_Texto fornecido_.
──────────────────────────────
No dia 25 de janeiro, estava prevista para acontecer uma paralisação nacional em busca de melhorias salariais, assistência médica e seguro de vida para a categoria. No entanto, os entregadores suspenderam a greve após o secretário de Economia Solidária, Gilberto Carvalho, afirmar, em reunião na última quarta-feira (17) com representantes de centrais sindicais, que a regulamentação do trabalho por aplicativo é prioridade para o governo Lula (PT).
O ministro do Trabalho, Luiz Marinho, comparou a situação de trabalhadores de aplicativos com a de escravos. “Nós acompanhamos a angústia dos trabalhadores de aplicativos, que muitas vezes têm que trabalhar 14h, 16h por dia para poder levar pão e leite para casa. Isso, no meu conceito de trabalho, beira o trabalho escravo”, disse Marinho, durante encontro com sindicalistas no Palácio do Planalto nesta quarta-feira (18), que contou com a presença do presidente Luiz Inácio Lula da Silva (PT).
Na ocasião, Lula assinou a portaria interministerial de criação de um grupo de trabalho para elaboração de projeto de lei que institui a Política de Valorização do Salário Mínimo (PVSM). O grupo terá vigência de 45 dias, renováveis por igual período, e tratará, entre outros pontos, da regulamentação de quem atua em apps.
──────────────────────────────
_Instruções da tarefa_.
Responda, por favor, a estas perguntas sobre o texto sobre os trabalhadores de aplicativo:
1. Em que dia estava prevista a paralisação nacional dos entregadores?
2. Segundo Luiz Marinho, quantas horas por dia esses trabalhadores muitas vezes têm que trabalhar?
3. Qual será a vigência do grupo de trabalho criado pela portaria interministerial?
A listagem não tem relação com o texto sobre os trabalhadores de aplicativo.
──────────────────────────────
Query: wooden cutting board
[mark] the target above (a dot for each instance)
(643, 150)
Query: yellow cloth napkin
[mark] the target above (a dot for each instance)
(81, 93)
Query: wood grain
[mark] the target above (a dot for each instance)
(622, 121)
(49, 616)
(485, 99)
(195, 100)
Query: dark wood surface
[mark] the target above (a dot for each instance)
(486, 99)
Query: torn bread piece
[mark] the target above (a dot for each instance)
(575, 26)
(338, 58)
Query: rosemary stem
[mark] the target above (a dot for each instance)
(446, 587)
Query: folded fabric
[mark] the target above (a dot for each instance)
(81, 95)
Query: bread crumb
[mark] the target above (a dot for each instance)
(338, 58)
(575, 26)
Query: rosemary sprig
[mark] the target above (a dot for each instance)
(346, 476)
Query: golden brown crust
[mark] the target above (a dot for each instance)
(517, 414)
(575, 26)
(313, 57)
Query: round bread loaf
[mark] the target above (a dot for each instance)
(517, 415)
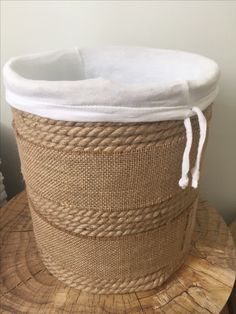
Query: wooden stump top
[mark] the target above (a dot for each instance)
(202, 285)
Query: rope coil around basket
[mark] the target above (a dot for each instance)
(108, 193)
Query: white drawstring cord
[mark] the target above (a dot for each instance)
(203, 130)
(183, 182)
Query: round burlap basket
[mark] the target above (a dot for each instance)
(108, 213)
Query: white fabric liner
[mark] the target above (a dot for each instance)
(116, 84)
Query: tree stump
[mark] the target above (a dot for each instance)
(202, 285)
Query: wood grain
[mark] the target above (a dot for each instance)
(202, 285)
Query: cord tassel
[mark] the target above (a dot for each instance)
(183, 182)
(203, 130)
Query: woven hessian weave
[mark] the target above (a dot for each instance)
(108, 214)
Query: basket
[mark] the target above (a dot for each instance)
(112, 205)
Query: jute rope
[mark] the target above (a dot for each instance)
(108, 214)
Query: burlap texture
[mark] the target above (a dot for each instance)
(108, 214)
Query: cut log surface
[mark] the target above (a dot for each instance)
(202, 285)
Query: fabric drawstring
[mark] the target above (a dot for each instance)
(184, 180)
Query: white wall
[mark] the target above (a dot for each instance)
(205, 27)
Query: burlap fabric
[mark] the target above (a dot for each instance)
(108, 214)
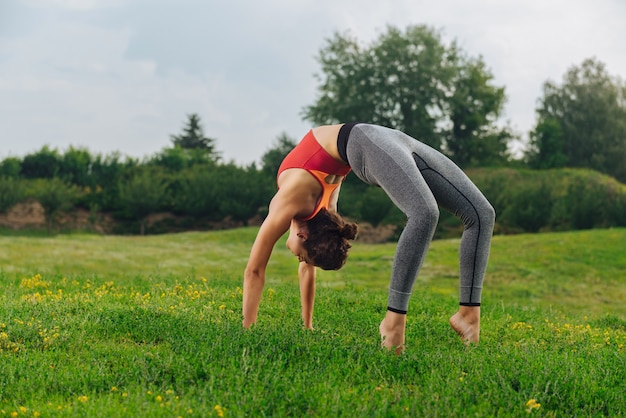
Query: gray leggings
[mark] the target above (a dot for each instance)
(418, 179)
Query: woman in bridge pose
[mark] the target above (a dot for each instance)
(417, 178)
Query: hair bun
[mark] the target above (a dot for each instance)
(349, 231)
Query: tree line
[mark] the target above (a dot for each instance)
(410, 80)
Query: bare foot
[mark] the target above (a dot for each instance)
(392, 332)
(466, 323)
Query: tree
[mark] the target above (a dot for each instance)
(413, 82)
(241, 192)
(193, 138)
(75, 166)
(582, 120)
(474, 108)
(271, 160)
(55, 196)
(12, 191)
(10, 167)
(196, 192)
(43, 164)
(142, 194)
(546, 145)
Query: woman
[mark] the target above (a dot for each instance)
(416, 177)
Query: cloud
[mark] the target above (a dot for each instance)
(122, 75)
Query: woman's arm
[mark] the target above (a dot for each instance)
(274, 226)
(306, 273)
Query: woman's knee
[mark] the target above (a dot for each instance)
(426, 218)
(487, 214)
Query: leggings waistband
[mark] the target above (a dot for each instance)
(342, 140)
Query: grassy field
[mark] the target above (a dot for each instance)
(150, 326)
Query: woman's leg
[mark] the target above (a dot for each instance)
(455, 192)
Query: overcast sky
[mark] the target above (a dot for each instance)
(121, 75)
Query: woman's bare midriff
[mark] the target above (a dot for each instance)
(327, 135)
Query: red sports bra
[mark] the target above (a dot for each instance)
(310, 156)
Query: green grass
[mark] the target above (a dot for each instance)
(150, 326)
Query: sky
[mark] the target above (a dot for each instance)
(122, 75)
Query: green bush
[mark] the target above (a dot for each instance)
(552, 200)
(12, 191)
(54, 195)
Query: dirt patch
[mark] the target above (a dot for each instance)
(31, 215)
(24, 215)
(369, 234)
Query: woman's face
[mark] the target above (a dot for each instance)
(298, 233)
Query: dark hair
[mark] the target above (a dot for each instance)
(327, 243)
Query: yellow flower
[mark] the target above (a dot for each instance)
(219, 411)
(532, 405)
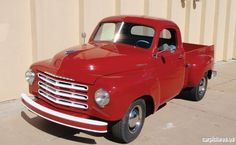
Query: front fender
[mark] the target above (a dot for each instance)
(124, 89)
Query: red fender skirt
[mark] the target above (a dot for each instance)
(62, 118)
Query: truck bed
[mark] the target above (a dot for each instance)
(198, 60)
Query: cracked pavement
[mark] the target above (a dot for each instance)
(179, 122)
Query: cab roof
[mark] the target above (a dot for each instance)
(145, 20)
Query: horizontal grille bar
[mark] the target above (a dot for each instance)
(62, 101)
(62, 92)
(64, 84)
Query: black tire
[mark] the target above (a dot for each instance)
(125, 130)
(198, 92)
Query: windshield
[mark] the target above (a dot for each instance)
──────────────────────────────
_Resposta do exercício_.
1. No dia 25 de janeiro.
2. 14h, 16h por dia.
3. 45 dias, renováveis por igual período.